Required tasks:
(a) Reproduce the stretch from "What will be" through "a downward trajectory." in the post on COVID-19 and decarbonisation, word for word.
(b) Write the next part of the post on COVID-19 and decarbonisation, picking up after its last sentence.

----- Source passage

COVID-19: an accelerator or a stopper of decarbonisation?

A post by Ilaria Conti, Head of FSR Gas


The COVID-19 pandemic that the whole world is experiencing is unprecedented and so are the consequences that the economy will have to face in the crisis aftermath. But what we’re also witnessing is a re-shaping of the world as we knew it, because with its devastating impact on most of the productive sectors, on transport, on environment, on finance and social habits, the COVID-19 crisis is acting as a stopper or an accelerator of several pre-existing trends and issues.

What will be the impact on gas markets? Which trends and which markets will re-surface even stronger after the crisis and why? Will oil and gas companies, already challenged by low gas prices before the crisis, be definitely killed by the Corona virus? Will all of this translate into better or worse opportunities to meet the climate targets?

Taking a look back to the pre-crisis days, European gas markets were already in a situation of oversupply:  the warm winter, the increasing share of RES-generated electricity at zero cost in most sectors, and the abundance of LNG supplies (particularly from the US) was already bringing EU gas prices along a downward trajectory.

The pandemic breakout has certainly accelerated this trend: the stop to most productive activities, transport and the consequent economic recession worsened the situation of oversupply pushing gas market prices further down. The new IEA Report, focusing on the COVID-19 impact on energy demand and CO2 emissions, estimates an increase of underground storage inventories in Europe of about 40%, to reach 80% above the five-year average.

A key question is whether this situation will permanently alter the role of gas in the energy sector and lead to irreversible changes. On this question, there’s no agreement among the experts.

Some of them acknowledge the peak of fossil fuel demand and bet on 2019 to be remembered as the historical peak year for carbon emissions. Others believe that the fossil fuel industry will bounce back as it always has, and that, on the contrary, the record-low oil and gas prices will slow the much-needed transition to green energy.

----------
----- Provided data

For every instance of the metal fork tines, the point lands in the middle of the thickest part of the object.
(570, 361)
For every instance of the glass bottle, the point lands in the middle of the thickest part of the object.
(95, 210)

----------

Exercise responses:
(a)
What will be the impact on gas markets? Which trends and which markets will re-surface even stronger after the crisis and why? Will oil and gas companies, already challenged by low gas prices before the crisis, be definitely killed by the Corona virus? Will all of this translate into better or worse opportunities to meet the climate targets?

Taking a look back to the pre-crisis days, European gas markets were already in a situation of oversupply:  the warm winter, the increasing share of RES-generated electricity at zero cost in most sectors, and the abundance of LNG supplies (particularly from the US) was already bringing EU gas prices along a downward trajectory.

(b)
Evidently, the impact that the Corona virus crisis has had on the EU Emissions Trading Scheme cannot be neglected: when the CO2 price dropped down till 14,34 euro/ton in April (lowest since November 2018), many feared that the ETS patient would have had really few chances to survive COVID-19. Things are slowly improving now and carbon price has reached back 21,32 euro/ton as of May 21st; signs are encouraging but, nevertheless, the next few weeks will be key to understand whether coal might win back a competitive advantage over gas and overall slow down low-carbon investments (for instance, it might play against hydrogen to be produced via CCS technology) or not.

The script of the energy future will be drafted by Governments all across the world – which, in the crisis immediate aftermath, will need to implement a number of stimulus packages in order to boost the economy and avoid a Depression. Which investments they’ll prioritise, which technologies they’ll bet on, which vision they’ll choose to stick to – will be the real game-changers to accelerate, slow down or shape the energy transition.

As FSR experts suggest in a recent Policy note, economic and environmental objectives can go hand-by-hand:  “Major efforts are being undertaken to develop new technologies based on hydrogen and carbon capture, use and storage, for example. Such investments can create the jobs we need in the post-Covid-19 era, and allow to realise the European Green Deal objectives at the same time.”.

To conclude with IEA’s Fatih Birol’s warning: “This situation is a test of governments and companies’ commitment to clean energy transition […] They have a historic opportunity today to steer those investments onto a more sustainable path”.


This is an edited version of a post published on the website of the Florence School of Regulation.